(Entries for pointing and labeling)
★ ★ ★ ★
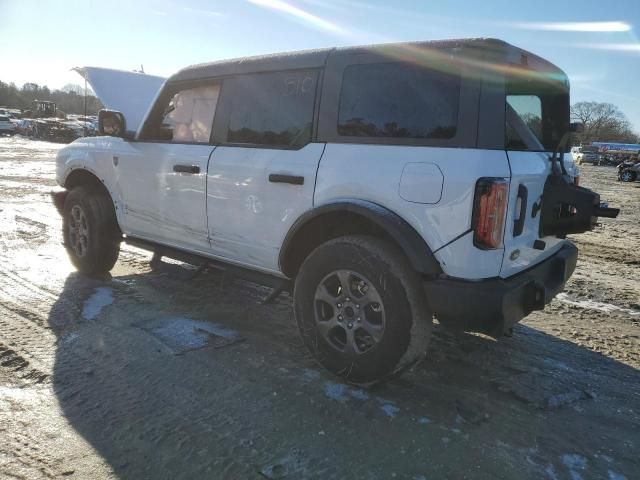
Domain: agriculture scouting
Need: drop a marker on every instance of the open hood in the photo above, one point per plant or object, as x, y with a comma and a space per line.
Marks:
128, 92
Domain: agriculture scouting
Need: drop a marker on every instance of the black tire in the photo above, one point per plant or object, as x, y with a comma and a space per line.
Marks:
628, 176
405, 317
99, 253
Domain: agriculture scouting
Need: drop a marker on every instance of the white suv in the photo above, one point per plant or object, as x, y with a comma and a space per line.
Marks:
382, 185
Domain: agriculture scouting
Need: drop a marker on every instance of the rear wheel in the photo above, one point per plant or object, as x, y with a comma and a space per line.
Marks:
360, 309
90, 230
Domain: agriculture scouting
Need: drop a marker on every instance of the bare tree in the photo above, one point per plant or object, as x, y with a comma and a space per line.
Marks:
602, 122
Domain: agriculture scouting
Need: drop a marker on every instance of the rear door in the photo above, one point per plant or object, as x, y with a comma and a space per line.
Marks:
162, 177
261, 177
532, 130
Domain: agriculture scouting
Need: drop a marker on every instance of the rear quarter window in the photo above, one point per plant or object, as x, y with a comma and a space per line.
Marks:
271, 109
398, 101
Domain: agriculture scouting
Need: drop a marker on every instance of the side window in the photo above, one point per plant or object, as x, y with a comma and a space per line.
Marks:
527, 110
274, 109
187, 116
397, 100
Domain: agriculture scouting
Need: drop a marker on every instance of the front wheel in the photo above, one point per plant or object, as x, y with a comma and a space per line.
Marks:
360, 309
90, 231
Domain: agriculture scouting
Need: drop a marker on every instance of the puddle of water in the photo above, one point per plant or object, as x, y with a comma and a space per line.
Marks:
575, 464
92, 307
390, 410
182, 334
593, 305
336, 391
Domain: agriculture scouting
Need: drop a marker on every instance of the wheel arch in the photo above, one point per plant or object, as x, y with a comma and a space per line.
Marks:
85, 178
353, 216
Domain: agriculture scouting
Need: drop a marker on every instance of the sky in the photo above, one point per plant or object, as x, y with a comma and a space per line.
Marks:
595, 42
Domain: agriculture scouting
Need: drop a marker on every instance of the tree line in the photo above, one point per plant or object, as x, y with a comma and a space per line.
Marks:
602, 121
69, 99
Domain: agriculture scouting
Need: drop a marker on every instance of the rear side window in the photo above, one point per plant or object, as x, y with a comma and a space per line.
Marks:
186, 116
397, 100
273, 109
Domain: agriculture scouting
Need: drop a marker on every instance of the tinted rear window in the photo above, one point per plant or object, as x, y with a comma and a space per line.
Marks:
395, 100
274, 109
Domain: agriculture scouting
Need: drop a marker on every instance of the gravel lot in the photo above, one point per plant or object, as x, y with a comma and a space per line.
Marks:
151, 374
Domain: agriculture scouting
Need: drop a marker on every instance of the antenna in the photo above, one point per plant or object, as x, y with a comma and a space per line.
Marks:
84, 123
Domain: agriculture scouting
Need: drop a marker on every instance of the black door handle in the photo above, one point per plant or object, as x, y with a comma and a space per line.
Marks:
284, 178
518, 225
186, 169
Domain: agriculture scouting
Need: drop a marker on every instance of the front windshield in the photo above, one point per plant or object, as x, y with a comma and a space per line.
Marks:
537, 114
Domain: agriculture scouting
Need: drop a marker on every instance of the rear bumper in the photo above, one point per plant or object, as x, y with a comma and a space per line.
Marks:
493, 306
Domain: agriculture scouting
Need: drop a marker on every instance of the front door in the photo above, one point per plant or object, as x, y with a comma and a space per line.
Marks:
262, 176
162, 176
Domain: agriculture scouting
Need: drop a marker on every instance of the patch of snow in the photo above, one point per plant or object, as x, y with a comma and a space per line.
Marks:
593, 305
390, 410
92, 307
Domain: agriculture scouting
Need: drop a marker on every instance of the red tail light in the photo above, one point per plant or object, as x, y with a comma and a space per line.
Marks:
489, 208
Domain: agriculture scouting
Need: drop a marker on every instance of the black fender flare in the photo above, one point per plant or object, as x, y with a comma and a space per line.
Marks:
406, 237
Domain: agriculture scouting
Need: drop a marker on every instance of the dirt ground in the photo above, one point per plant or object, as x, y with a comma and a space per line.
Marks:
155, 375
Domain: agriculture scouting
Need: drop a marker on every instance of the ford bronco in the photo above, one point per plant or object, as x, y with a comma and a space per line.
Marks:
381, 185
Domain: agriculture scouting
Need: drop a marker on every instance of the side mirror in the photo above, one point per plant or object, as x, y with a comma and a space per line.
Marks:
577, 127
111, 123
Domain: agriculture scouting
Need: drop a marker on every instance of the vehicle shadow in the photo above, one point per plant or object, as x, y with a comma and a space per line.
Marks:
261, 408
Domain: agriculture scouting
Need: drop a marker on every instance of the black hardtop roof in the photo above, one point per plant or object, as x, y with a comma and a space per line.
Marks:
308, 59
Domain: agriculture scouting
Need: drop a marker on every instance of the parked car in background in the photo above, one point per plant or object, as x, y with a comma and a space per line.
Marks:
628, 171
588, 157
7, 127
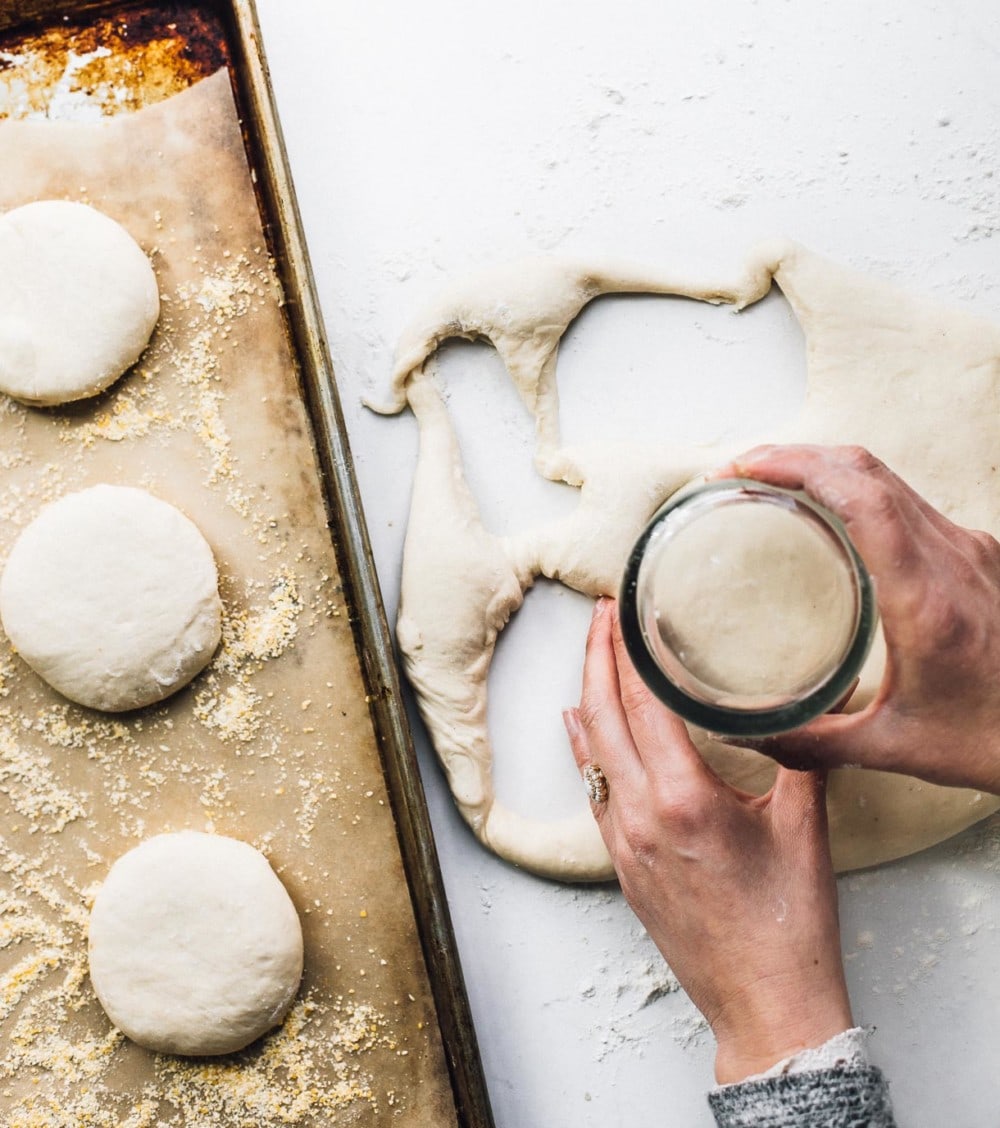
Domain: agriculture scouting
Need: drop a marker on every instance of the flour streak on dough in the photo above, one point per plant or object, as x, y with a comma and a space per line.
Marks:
884, 370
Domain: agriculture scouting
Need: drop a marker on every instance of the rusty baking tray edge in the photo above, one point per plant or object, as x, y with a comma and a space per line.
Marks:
354, 549
284, 230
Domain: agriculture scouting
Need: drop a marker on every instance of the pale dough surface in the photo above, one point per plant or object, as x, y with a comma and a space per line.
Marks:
755, 602
112, 596
884, 370
78, 301
195, 946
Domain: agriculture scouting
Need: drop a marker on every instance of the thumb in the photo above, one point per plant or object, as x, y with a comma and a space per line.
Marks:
798, 807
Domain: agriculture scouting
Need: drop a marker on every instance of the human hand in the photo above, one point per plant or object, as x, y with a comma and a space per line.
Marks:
937, 712
736, 891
★ ★ ★ ★
▶ _Work to complete_: Pick out every line above that contains the word "dough", paying attention to case, and copy each one.

▶ _Exercise output_:
Need: drop a marker on every instance of the flour streak on dough in the photo above, one point per plant or object, as x, y with a comma and a space per line.
Need: drop a marker on every instance of the pale dough surface in the photo above, one point per plant or object, as x, y with a comma and a space per line.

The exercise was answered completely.